** Exercise instructions **
Continue the BUUF newsletter excerpt, picking up right after its final sentence about the gopher problem.

** Source excerpt **
● ● ● ● ●

Have you ever wondered whether your favorite justice organization could be the recipient of BUUF's monthly social action outreach offerings? If you'd like to nominate a cause for consideration, write a brief letter about the group and what it does, and give it to social justice chair Rick Groff (or email him at rbgroff@cableone.net). Thanks to everyone who helps BUUF reach out to our community and the wider world through these monthly outreach offerings!
Take Whittier on Vacation
Besse LaBudde
Thoughts of Whittier, that is, and load up on toiletries from motels and hotels. If you're driving there's always room under the front seats!
Social Action uses these sample size toiletries to assemble hygiene kits which are prized by the nurses and students at Whittier Elementary School. Last year we lagged in our gleaning and could assemble about half the number of kits of past years so SCAVENGE, GLEAN, and SCROUNGE while enjoying your vacations.
Green Sanctuary News
The Green Sanctuary Team has been meeting throughout this year to conduct an environmental audit at BUUF and to create an action plan for what we would like to accomplish in improvements over the next year or two. Once we have carried out our action plan and it is approved by the Unitarian Universalist Association's UU Ministry for Earth, our congregation will become certified as a Green Sanctuary.
Watch for upcoming projects that you can participate in to help build awareness of environmental issues, encourage lifestyle changes, motivate community action on environmental issues, build a connection between spiritual practice and environmental consciousness, and work to heal environmental injustices.
There will be several offerings in the Adult Education program, we'll add elements to our Sunday Services, and we'll challenge you with some sustainable living projects. In the area of Environmental Justice we will work with Mike Philley and the Adult Religious Education program on a project of a community-based ecological restoration project in conjunction with some of the refugees in our community.
Green Gopher Project
Men, be the first to make your personal donation to BUUF's Green Gopher Project!
We have a gopher problem on the property and we need your help to get rid of them humanely. It seems that gophers are territorial and if another male (human or gopher) marks his territory with urine, the gophers will move on.

● ● ● ● ●

** Given records **
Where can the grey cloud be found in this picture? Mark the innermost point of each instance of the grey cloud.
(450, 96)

● ● ● ● ●

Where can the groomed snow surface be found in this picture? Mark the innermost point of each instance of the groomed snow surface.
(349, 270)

● ● ● ● ●

** Response **
So please help us out after the service on Sunday, July 8. Cups will be provided in the bathrooms and flags will mark the holes. Be prepared to do your part for BUUF. Thanks for your contribution to this grand experiment!
A Spiritual Path...Literally
Mary Anne Hedrich
Carol and Jay Wechselberger spearheaded the Labyrinth Project which is being installed on the site where the sanctuary will be built sometime in the future. The classical labyrinth of rocks is being constructed by volunteers, whose numbers continue to grow. When the new sanctuary is built, a permanent, embedded labyrinth will be developed nearby. In the meantime, the site is being imbued with its own deeper meanings. Labyrinths have been used for centuries as very personal spiritual paths, as walking meditation or as part of a sacred journey. Now we will have those same opportunities.
A Committee Fair is coming to BUUF in the fall.
What will you share about your committee?
Color BUUF Beautiful!
Mary Anne Hedrich
Kudos and many thanks to those people who faithfully tend our "special places" and our mundane, but necessary, needs. One of the great assets that BUUF enjoys are the extraordinary landscape features that grace our grounds. They don't "just happen." It's because special people lend their special talents and time. And we are the richer for what they do.
For instance the Motley Mow Crew (Warren Bean, Coston
Frederick and Alan Schwartzman) fire up the big John Deere mower every
week to make the pasture beautiful. It is more than riding around with a
cup of coffee. It also includes raking gopher mounds and cleaning under
the mower each time — a thankless job.
Then there are John and Sandy Cruise who for the last four years have picked up sticks and whacked the "white top," a noxious weed, each spring so herbicides don't have to be used in The Grove. They also donated and installed the nice picnic table that is here.
Roy Montague built the Wonderfully charming children's playhouse and picnic table, built and landscaped the arbor, adding flagstone and adult picnic tables, designed and created the planting beds and is currently putting a Transylvanian roof on the children's climber.
Did you know that Jolene and Patrick Schow began construction on Jeremiah's Adventure Garden in 1998? It is a lifetime legacy to BUUF and the community. They maintain and develop it further each year plus hire and train many young people along the way in the skills of gardening. This summer Kyle Raese is their right hand man. A new sandstone table and benches are in the works.
Jim and Jan Kosglow's Iris Project began in 2003 with the frantic transplanting effort to save plants from the R.E. Wing construction site. The Kosglows have cataloged all of the iris by color, designed mass planting beds and cared for them on an ongoing basis. They are responsible for the glorious spring iris show at the end of the Courtyard and along Garrett St.
You Are the One That We Need!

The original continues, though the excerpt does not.